#### Short problem
Provide the records once more, identical to the original.

#### Extracted data
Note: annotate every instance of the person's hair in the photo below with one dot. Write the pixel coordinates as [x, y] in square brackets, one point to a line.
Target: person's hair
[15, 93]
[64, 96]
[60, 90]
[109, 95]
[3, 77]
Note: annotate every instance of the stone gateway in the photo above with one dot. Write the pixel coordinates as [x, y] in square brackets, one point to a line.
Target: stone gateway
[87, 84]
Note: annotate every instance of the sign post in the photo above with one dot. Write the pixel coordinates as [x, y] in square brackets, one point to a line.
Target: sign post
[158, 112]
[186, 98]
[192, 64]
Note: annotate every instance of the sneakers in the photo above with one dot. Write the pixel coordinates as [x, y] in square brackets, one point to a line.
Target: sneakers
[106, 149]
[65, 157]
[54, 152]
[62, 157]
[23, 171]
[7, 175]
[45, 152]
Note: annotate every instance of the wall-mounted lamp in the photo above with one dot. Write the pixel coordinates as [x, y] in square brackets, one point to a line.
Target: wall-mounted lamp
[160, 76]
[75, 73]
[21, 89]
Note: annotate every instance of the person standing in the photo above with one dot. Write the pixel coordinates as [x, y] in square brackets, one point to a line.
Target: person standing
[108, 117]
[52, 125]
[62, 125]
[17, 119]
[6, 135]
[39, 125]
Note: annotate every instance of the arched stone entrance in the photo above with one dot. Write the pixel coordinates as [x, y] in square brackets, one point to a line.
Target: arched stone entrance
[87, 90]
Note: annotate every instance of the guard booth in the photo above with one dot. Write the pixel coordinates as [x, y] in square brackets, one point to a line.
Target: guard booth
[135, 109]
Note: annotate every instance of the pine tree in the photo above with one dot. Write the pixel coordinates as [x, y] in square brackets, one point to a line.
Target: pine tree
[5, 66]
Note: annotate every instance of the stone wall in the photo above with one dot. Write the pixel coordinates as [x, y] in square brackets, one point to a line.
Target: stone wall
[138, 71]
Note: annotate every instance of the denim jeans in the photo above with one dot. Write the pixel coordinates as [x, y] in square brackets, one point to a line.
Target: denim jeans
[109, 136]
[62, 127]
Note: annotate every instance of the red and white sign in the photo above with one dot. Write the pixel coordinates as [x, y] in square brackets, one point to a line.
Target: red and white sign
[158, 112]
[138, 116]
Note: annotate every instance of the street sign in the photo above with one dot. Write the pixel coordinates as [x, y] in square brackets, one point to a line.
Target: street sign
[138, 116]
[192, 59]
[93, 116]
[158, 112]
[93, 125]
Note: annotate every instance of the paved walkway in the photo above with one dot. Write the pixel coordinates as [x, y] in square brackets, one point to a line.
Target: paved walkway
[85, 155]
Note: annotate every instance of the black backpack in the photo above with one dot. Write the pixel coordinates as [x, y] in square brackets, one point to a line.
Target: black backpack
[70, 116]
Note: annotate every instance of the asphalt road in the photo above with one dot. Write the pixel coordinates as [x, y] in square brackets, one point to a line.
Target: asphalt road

#### Answer to this exercise
Note: annotate every instance of the person's hair in the photo below with one dot. Write the pixel coordinates as [x, y] in square brackets, one point to a line.
Target: person's hair
[15, 93]
[64, 96]
[60, 90]
[109, 95]
[3, 77]
Note: annotate every instance of the stone gateway in the photo above with one dot. Write the pixel coordinates as [x, y] in square brackets, one point to a line.
Target: stone gateway
[87, 84]
Note: annotate every instance of the sign post in the photo above with one dot. Write the pixel coordinates as [x, y] in square brackets, one point to a line.
Target: sign post
[158, 112]
[186, 98]
[192, 64]
Note: annotate every instance of the sneakers in the photo above with one dot. Write the pixel coordinates as [x, y] in square brackets, one point to a line.
Target: sneakers
[106, 149]
[65, 157]
[54, 152]
[62, 157]
[23, 171]
[7, 175]
[45, 152]
Note: annotate every instance of the wall-mounted lamp in the photo above with one dot. Write the pixel coordinates as [x, y] in square brackets, one point to a line.
Target: wall-mounted lamp
[160, 76]
[75, 73]
[21, 89]
Note: annotate every instance of the person standing in the photo above with one dot. Write the pixel coordinates as [x, y] in square brackets, one point to a line.
Target: person standing
[108, 117]
[52, 125]
[62, 125]
[17, 119]
[6, 135]
[39, 125]
Note: annotate every instance of the arched stone entrance in the photo above with one dot. Write the pixel coordinates as [x, y] in square brackets, one point to a line.
Target: arched stone entrance
[87, 90]
Note: annotate every instance of the guard booth in the photo above with one dot. Write the pixel coordinates as [x, y] in square brackets, one point to a line.
Target: guard booth
[135, 109]
Note: annotate every instance of the pine tree in the photo above with one dot. Write the pixel coordinates as [x, y] in square brackets, one point to a line.
Target: pine tree
[5, 66]
Note: annotate every instance of the stone wall in the photo above with one dot. Write the pixel coordinates as [x, y] in square brackets, one point to a line.
Target: stone wall
[138, 71]
Note: annotate every instance of the denim jeans in the photo above with one dot. Write the pixel coordinates as [x, y] in square brackets, one point to a line.
Target: denim jeans
[109, 136]
[62, 127]
Note: annotate every instance of the red and white sign in the photo above with one dot. Write the pixel coordinates as [x, y] in square brackets, one point to a line.
Target: red and white sign
[158, 112]
[138, 116]
Note: annotate every instance of the street sign in the photo above with one dot. Write the pixel coordinates as [x, y] in square brackets, one point to a line.
Target: street sign
[138, 116]
[192, 59]
[93, 116]
[158, 112]
[93, 125]
Note: annotate every instance of the paved walkway in the photo above with one dot. Write the pixel coordinates as [x, y] in square brackets, one point to a line.
Target: paved walkway
[85, 155]
Note: annotate every instance of the black backpack in the photo above with one dot. Write the pixel coordinates as [x, y] in square brackets, one point to a line.
Target: black backpack
[70, 116]
Note: annotate every instance of the asphalt road in the photo above with one dot. Write the pixel coordinates as [x, y] in square brackets, one point to a line.
Target: asphalt road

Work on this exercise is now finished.